***** Records provided *****

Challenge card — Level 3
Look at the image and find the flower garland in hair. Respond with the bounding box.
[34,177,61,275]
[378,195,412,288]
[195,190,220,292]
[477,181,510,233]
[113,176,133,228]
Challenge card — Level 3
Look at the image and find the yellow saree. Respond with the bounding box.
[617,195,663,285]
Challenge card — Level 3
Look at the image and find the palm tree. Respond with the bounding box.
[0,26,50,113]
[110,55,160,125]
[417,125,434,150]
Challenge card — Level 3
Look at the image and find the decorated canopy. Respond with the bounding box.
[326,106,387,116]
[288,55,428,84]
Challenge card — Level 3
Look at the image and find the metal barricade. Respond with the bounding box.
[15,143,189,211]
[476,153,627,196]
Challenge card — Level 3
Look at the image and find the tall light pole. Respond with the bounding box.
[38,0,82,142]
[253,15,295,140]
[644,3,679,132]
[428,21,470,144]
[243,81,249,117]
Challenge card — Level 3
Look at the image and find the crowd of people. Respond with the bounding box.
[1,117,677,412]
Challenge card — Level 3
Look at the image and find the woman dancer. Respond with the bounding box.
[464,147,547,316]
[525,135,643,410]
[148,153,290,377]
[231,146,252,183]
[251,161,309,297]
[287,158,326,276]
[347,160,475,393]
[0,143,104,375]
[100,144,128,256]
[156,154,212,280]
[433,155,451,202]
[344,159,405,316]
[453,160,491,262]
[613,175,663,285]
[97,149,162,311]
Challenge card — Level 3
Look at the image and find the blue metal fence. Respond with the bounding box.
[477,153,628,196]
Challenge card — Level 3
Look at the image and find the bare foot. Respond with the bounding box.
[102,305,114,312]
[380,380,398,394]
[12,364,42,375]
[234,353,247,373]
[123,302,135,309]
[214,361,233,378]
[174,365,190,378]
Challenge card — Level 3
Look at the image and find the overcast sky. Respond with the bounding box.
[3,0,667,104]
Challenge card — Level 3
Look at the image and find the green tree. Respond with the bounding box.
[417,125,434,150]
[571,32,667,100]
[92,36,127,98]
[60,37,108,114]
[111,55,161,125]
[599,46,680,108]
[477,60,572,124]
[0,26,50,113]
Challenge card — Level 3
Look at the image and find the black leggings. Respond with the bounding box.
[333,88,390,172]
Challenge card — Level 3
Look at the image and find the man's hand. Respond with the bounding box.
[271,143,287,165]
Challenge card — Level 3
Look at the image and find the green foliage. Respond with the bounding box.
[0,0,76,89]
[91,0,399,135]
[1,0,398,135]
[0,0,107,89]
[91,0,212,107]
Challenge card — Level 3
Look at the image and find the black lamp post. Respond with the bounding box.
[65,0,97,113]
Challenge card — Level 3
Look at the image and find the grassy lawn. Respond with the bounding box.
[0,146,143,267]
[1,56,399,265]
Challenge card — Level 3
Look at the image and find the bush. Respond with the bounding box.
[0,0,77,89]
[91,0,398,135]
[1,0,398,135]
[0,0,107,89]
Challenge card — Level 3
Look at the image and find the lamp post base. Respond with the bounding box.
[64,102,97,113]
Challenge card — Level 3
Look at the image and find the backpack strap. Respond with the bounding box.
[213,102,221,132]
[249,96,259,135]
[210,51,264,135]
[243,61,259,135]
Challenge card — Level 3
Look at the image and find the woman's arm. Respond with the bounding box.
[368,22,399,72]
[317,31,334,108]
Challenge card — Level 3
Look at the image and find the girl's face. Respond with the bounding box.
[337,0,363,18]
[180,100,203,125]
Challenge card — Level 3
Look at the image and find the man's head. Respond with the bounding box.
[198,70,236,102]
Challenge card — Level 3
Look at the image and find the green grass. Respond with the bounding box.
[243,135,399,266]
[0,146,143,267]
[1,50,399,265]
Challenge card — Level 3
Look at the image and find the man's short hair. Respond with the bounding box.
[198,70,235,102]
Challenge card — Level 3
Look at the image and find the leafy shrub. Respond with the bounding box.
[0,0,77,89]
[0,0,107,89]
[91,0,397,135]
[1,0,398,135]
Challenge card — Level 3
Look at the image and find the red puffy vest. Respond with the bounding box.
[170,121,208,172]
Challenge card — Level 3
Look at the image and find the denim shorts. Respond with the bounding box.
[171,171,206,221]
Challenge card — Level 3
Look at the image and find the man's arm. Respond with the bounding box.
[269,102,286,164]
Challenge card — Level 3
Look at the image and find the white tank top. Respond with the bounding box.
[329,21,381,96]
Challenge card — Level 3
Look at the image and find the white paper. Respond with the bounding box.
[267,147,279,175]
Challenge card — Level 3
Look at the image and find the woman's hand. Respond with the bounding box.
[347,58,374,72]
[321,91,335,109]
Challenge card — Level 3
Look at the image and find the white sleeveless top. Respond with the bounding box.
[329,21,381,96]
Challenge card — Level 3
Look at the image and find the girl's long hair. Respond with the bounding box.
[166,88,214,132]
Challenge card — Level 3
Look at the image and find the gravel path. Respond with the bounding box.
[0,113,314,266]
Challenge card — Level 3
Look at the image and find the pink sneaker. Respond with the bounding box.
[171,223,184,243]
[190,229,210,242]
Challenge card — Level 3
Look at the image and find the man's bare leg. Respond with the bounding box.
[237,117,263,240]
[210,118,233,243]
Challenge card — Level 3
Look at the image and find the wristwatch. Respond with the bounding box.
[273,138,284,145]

*****

_Problem requirements:_
Repeat every entry exactly, please.

_Expected answer:_
Challenge card — Level 3
Look at the image and find the flower garland in hair. Respond with the bounding box.
[34,177,61,275]
[378,195,412,288]
[195,190,220,292]
[477,181,510,233]
[113,176,133,228]
Challenge card — Level 3
Look at the image and find the yellow saree. Respond with the bounding box.
[617,195,663,285]
Challenge card — Level 3
Look at the image and find the palm tree. Respond with the bounding box.
[0,26,50,113]
[110,55,160,125]
[417,125,434,150]
Challenge card — Level 3
Look at the image and find the decorated canopy. Respond with the bounding box.
[326,106,387,116]
[288,55,428,84]
Challenge card — Level 3
Look at the image and find the metal barricade. Respond with the bounding box.
[15,143,189,211]
[476,153,627,196]
Challenge card — Level 3
Look at the image and find the tall light pole. Respond with the bounding box.
[38,0,82,142]
[253,15,295,140]
[644,3,679,132]
[428,21,470,144]
[243,81,249,117]
Challenge card — Level 3
Look at the image and find the crowd of people. Respond with the bounding box.
[1,117,677,412]
Challenge card — Level 3
Look at the image and find the woman dancer. Respond with the bounding box.
[464,147,547,316]
[525,135,643,410]
[148,153,290,377]
[231,146,252,183]
[251,161,309,297]
[287,158,326,276]
[347,160,475,393]
[0,143,104,375]
[100,144,128,256]
[156,154,212,280]
[433,155,451,202]
[344,159,405,316]
[453,160,491,262]
[613,175,663,285]
[97,149,162,311]
Challenge card — Level 3
Look at the image and find the blue metal fence. Respond with the bounding box.
[477,153,628,196]
Challenge card — Level 3
Look at the image and find the bare foot. Respond with the bounding box.
[102,305,114,312]
[380,380,398,394]
[12,364,42,375]
[234,353,247,373]
[123,302,135,309]
[214,361,233,378]
[174,365,190,378]
Challenge card — Level 3
Look at the image and find the overcast sky. Respond with the bounding box.
[3,0,667,104]
Challenge card — Level 3
Look at the image and find the green tree. Respond with the bounding box.
[417,125,434,150]
[571,32,667,100]
[92,36,127,98]
[60,37,108,114]
[111,55,161,125]
[599,46,680,108]
[477,60,572,124]
[0,26,50,113]
Challenge card — Level 3
Look at the image and find the black leggings. Respond with the bounding box.
[333,88,390,172]
Challenge card — Level 3
Look at the image and find the man's hand. Respond with the bounding box.
[271,143,287,165]
Challenge card — Level 3
Look at the image and find the green foliage. Respond with the bounding box.
[0,0,76,89]
[91,0,399,135]
[1,0,398,135]
[0,0,107,89]
[91,0,212,107]
Challenge card — Level 3
Look at the image and find the black lamp post. Respond with the bounding box.
[65,0,97,113]
Challenge card — Level 3
Look at the image and find the grassy lawn. Respond with the bounding box.
[0,146,143,267]
[1,56,399,265]
Challenge card — Level 3
Look at the image and find the bush. Respond with the bounding box.
[0,0,77,89]
[91,0,398,135]
[1,0,398,135]
[0,0,107,89]
Challenge card — Level 3
Look at the image and find the lamp post base. Respond with the bounding box.
[64,102,97,113]
Challenge card — Level 3
Look at the image and find the backpack strap. Respond with the bounding box.
[213,102,221,132]
[249,96,259,135]
[210,51,264,135]
[243,61,259,135]
Challenge card — Level 3
Look at the image and find the woman's arm. Respond with the bounding box.
[368,22,399,72]
[317,31,334,108]
Challenge card — Level 3
Look at the image and find the girl's face. Respond with the bounding box.
[337,0,363,18]
[180,100,203,125]
Challenge card — Level 3
Look at the image and find the man's head. Respond with the bounding box.
[198,70,236,102]
Challenge card — Level 3
Look at the image and find the green grass. Respond with the bounding box.
[243,135,399,266]
[0,146,143,267]
[1,50,399,265]
Challenge card — Level 3
Look at the image and find the man's short hair. Respond with the bounding box.
[198,70,235,102]
Challenge card — Level 3
Look at the image and find the leafy shrub. Respond with the bounding box.
[0,0,77,89]
[0,0,107,89]
[91,0,397,135]
[1,0,398,135]
Challenge card — Level 3
Look at the image and find the red puffy vest. Respond with the bounding box.
[170,121,208,172]
Challenge card — Level 3
Look at the image and find the denim shorts. Respond with the bounding box.
[171,171,206,221]
Challenge card — Level 3
Look at the image and find the man's arm. Respond with the bounding box.
[269,102,286,164]
Challenge card — Level 3
Look at the image and find the white tank top. Respond with the bounding box.
[329,21,381,96]
Challenge card — Level 3
Look at the image and find the white paper. Respond with the bounding box.
[267,147,279,175]
Challenge card — Level 3
Look at the image and find the woman's hand. Respond with the bounding box.
[347,58,374,72]
[321,91,335,109]
Challenge card — Level 3
Look at the image and find the white sleeveless top. Respond with the bounding box.
[329,21,381,96]
Challenge card — Level 3
Look at the image and find the girl's long hair. Respond with the bounding box.
[166,88,214,132]
Challenge card — Level 3
Look at the image and find the gravel path. Respond with the bounding box.
[0,113,314,266]
Challenge card — Level 3
Look at the image and find the pink sneaker. Respond with the bounding box.
[171,223,184,243]
[190,229,210,242]
Challenge card — Level 3
Look at the image and find the man's bare leg. Respond with the bounding box.
[237,117,263,240]
[210,118,233,243]
Challenge card — Level 3
Look at the image and find the wristwatch. Respond with the bounding box.
[273,138,284,145]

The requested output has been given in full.